WORK TO DO. Write out the material from its first line through the line containing "280), (142, 579)]" as a JSON list of strings, one string per line, with blank lines and the pictures left out.

======

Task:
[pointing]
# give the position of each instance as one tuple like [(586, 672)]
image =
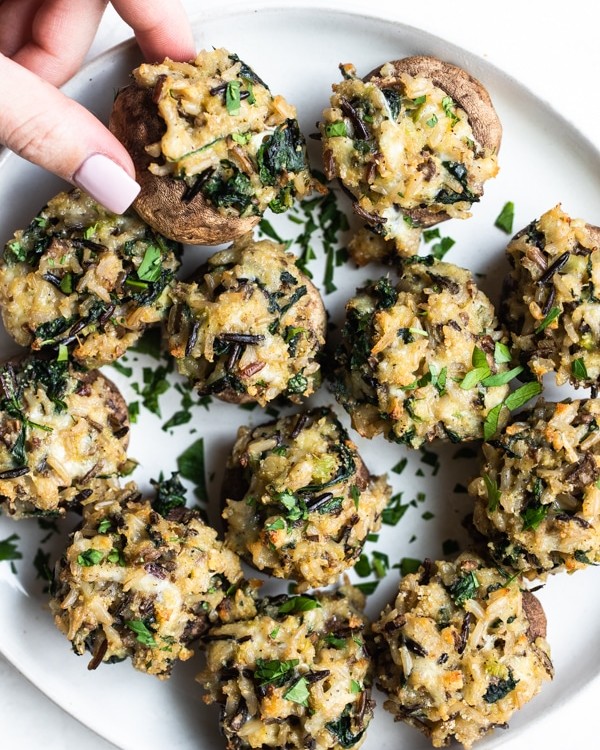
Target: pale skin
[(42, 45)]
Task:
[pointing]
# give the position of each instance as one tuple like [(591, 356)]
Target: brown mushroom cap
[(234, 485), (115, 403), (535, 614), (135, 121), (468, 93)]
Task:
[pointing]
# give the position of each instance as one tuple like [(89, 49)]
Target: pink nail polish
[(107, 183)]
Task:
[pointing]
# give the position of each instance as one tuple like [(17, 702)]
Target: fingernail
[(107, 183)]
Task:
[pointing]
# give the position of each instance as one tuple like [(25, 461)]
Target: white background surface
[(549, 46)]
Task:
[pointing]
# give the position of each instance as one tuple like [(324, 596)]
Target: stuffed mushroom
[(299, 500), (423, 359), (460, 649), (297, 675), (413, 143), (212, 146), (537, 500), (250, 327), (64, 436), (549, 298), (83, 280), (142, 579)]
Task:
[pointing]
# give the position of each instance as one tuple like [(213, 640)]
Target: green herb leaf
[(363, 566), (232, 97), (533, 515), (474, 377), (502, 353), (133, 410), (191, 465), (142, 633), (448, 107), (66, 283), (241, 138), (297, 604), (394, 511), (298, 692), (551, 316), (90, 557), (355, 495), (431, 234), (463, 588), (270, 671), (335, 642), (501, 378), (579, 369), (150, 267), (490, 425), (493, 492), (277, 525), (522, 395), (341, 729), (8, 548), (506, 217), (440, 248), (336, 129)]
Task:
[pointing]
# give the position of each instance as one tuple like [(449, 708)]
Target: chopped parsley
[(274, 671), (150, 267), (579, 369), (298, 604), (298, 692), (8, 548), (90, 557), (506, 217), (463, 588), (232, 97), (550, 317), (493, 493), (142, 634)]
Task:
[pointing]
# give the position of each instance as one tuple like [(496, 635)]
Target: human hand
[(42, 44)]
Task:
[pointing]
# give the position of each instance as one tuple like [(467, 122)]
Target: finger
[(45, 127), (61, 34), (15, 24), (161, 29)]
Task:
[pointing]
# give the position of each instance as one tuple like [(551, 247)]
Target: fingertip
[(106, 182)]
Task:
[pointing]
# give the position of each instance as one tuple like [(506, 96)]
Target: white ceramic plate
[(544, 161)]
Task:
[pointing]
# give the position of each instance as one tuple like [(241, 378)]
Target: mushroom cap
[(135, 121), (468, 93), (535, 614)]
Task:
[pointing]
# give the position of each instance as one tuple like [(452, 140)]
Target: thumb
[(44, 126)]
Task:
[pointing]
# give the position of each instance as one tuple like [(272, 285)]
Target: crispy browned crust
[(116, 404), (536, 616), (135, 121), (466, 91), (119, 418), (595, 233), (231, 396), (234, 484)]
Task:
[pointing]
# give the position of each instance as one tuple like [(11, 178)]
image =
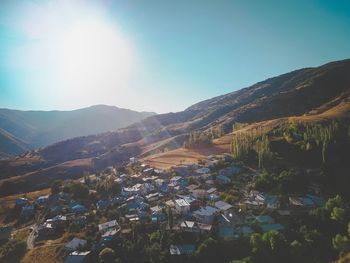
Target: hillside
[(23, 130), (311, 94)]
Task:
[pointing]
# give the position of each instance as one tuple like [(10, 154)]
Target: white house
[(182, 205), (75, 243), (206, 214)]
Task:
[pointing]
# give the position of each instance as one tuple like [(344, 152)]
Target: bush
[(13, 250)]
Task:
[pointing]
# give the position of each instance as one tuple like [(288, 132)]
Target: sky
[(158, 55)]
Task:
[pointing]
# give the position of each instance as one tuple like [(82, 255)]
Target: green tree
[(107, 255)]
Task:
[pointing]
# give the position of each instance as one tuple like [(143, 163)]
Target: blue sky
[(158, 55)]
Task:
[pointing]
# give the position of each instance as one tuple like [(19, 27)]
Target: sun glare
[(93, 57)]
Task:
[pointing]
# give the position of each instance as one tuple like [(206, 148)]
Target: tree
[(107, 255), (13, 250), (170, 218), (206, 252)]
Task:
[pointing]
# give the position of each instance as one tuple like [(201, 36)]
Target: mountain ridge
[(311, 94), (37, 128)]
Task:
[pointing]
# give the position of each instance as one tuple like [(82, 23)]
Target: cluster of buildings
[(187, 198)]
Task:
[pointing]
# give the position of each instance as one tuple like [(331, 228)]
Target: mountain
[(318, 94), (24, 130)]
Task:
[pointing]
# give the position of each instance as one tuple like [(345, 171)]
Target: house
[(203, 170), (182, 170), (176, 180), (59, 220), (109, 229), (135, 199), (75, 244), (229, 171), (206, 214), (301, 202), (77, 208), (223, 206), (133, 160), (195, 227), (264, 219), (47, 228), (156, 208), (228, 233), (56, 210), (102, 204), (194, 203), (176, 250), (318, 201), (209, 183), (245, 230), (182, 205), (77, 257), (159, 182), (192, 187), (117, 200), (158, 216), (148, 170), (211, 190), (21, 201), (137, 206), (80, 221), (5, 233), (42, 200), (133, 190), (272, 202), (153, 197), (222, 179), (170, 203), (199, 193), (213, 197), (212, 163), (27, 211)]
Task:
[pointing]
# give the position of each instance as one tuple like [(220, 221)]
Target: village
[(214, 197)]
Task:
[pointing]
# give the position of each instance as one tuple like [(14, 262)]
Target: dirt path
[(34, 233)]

======

EXPECTED ANSWER.
[
  "Task:",
  "[pointing]",
  "# give the position of each instance as one tuple like [(586, 672)]",
  "image =",
  "Target: pale skin",
  "[(42, 45)]",
  "Task:",
  "[pointing]",
  "# give the position of each instance as one tuple like [(591, 356)]",
  "Target: brown mushroom cap",
  "[(234, 485), (115, 403), (535, 614), (135, 121), (468, 93)]",
  "Task:",
  "[pointing]",
  "# give the position of each instance as one tuple like [(89, 49)]",
  "Target: pink nail polish",
  "[(107, 183)]",
  "Task:",
  "[pointing]",
  "# give the position of each instance as one tuple like [(17, 702)]",
  "Target: fingernail",
  "[(107, 183)]",
  "Task:",
  "[pointing]",
  "# give the position of each instance as one tuple like [(25, 461)]",
  "Target: white background surface",
  "[(549, 46)]",
  "Task:",
  "[pointing]",
  "# give the position of each instance as one tuple like [(324, 596)]",
  "Target: stuffed mushroom",
  "[(299, 500), (423, 359), (460, 649), (297, 675), (413, 143), (212, 146), (537, 500), (250, 327), (64, 436), (549, 298), (83, 280), (142, 579)]"
]